→ **TEXTO APRESENTADO**

┄┄┄┄┄┄┄┄┄┄

Samuel ainda lembra que a atividade física é importante depois de o paciente ter alta. Segundo o cirurgião, o risco de recidiva [volta da doença] é menor em quem pratica exercícios.
• Quais atividades?
Para quem está em tratamento, é preciso ter cuidado com as atividades físicas. "Não pode se expor a atividades que possam causar algum dano, como um corte, porque pode ter uma infecção mais grave em uma fase que está com a imunidade debilitada", comenta Samuel. "Ficar parado, o sedentarismo, não é bom em nenhuma fase. Recomendamos que os pacientes caminhem e façam atividade física regular, claro, adaptada àquela situação", completa
Entretanto, cada caso é diferente do outro e cada paciente deve ser tratado de uma maneira. "A melhor pessoa que pode julgar até onde ir com essa atividade é o seu médico", diz o especialista.

┄┄┄┄┄┄┄┄┄┄

→ **REGISTROS**
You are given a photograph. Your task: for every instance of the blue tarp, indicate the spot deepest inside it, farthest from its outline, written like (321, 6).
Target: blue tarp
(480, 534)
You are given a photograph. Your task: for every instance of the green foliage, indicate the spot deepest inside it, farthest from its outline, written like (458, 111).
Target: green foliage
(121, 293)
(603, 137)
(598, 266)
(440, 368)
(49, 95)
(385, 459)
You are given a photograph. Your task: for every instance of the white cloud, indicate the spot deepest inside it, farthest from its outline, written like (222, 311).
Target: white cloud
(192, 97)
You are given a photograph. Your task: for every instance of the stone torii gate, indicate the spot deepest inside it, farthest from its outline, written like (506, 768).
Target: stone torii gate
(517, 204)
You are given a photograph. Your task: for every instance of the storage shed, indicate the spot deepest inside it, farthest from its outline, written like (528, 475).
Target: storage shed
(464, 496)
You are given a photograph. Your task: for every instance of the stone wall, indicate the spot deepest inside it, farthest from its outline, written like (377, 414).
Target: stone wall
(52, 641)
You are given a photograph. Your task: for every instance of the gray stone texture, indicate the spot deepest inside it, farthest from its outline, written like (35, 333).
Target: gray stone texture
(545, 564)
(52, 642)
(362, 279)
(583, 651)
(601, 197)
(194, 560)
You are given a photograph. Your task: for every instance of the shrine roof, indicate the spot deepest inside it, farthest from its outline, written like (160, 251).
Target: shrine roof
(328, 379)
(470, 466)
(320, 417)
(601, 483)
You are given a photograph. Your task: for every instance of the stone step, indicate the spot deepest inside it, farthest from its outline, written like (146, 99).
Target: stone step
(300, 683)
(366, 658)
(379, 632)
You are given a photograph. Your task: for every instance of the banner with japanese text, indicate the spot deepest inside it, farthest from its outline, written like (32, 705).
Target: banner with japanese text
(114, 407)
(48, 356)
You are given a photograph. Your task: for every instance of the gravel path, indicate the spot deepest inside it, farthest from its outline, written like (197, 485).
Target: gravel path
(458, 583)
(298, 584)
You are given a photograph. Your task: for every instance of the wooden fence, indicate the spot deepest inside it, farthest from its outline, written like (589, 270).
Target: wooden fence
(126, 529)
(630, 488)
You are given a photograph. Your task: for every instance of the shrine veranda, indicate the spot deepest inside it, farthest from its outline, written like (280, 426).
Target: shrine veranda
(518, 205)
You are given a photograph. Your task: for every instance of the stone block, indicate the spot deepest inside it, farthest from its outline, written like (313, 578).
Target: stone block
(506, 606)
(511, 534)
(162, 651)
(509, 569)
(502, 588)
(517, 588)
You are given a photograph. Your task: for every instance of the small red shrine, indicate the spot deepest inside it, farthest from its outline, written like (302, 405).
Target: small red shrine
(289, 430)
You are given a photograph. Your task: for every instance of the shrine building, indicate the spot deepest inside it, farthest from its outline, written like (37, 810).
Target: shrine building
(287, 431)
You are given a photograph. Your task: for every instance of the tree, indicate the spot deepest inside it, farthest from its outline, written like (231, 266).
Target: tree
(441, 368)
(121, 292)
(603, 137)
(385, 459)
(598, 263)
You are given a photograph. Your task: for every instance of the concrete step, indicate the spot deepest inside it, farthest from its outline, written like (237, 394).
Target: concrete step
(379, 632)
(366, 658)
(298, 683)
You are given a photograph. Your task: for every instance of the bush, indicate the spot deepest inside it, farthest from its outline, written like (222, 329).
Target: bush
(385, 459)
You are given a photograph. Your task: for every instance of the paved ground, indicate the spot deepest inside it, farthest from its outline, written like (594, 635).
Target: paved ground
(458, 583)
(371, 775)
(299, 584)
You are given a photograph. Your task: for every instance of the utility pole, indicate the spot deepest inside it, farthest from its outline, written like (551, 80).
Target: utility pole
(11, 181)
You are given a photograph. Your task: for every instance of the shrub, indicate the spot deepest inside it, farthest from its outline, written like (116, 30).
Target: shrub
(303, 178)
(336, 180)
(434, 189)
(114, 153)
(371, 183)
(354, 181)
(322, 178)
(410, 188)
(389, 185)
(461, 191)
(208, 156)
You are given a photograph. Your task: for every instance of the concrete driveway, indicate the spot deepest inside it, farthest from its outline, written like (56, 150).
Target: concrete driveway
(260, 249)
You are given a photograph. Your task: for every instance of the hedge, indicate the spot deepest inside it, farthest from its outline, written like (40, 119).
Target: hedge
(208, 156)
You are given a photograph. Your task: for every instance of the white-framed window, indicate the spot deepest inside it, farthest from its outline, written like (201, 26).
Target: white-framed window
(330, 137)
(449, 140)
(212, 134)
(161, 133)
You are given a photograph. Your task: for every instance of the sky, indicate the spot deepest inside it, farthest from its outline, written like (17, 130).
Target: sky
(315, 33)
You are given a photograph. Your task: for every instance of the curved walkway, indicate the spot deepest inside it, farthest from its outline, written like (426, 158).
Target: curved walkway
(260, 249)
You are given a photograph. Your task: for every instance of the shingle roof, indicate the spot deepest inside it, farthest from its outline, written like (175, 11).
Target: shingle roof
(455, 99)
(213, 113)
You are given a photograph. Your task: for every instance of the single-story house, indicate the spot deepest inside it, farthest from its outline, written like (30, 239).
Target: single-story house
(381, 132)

┄┄┄┄┄┄┄┄┄┄

→ **TAREFAS PROPOSTAS**
1. Liste os verbos que o texto sobre atividade física usa para atribuir falas ou ideias a Samuel ou ao especialista.
2. Por favor, dê sequência ao texto sobre atividade física a partir do ponto em que ele termina.
Não é preciso consultar os registros.

→ **RESPOSTAS ESCRITAS**
1. lembra, comenta, completa, diz

2.
Para quem já faz atividade, o quadro pode ser diferente. "Se é, por exemplo, uma nadadora profissional, ela vai continuar nadando, mas em um ritmo menos forte durante o tratamento. Se for amador, pode continuar fazendo sua atividade. E claro, tudo depende dos efeitos da quimioteria no paciente. Se ele estiver bem, não teria nenhum problema em seguir com a rotina. A paciente tem prazer em ir para academia, não posso privar isso dela. A paciente pode ficar deprimida e isso, sim, pode interferir no tratamento", explica Evandro Fallacci Mateus, mastologista e oncoplástico da Clínica da Mulher do Hospital 9 de Julho.
Evandro ainda ressalta que, se o paciente for sedentário, deve começar com atividades bem leves.
• E a nossa corredora?
Ivonete segue na luta contra o câncer e, depois de ter superado a fase inicial de depressão, tenta encarar a vida sempre com sorriso no rosto. "Não deixo de sair e fazer as minhas coisas. Se ficar em casa, não vou ter dor também? Então fico com dor vendo vitrine, gente bonita no shopping ou em uma balada", diverte-se.
Ela tem um acordo com o marido: ganha dele uma inscrição por mês para correr. Pode ser corrida de rua ou uma outra paixão, ainda mais exigente: a corrida de montanha.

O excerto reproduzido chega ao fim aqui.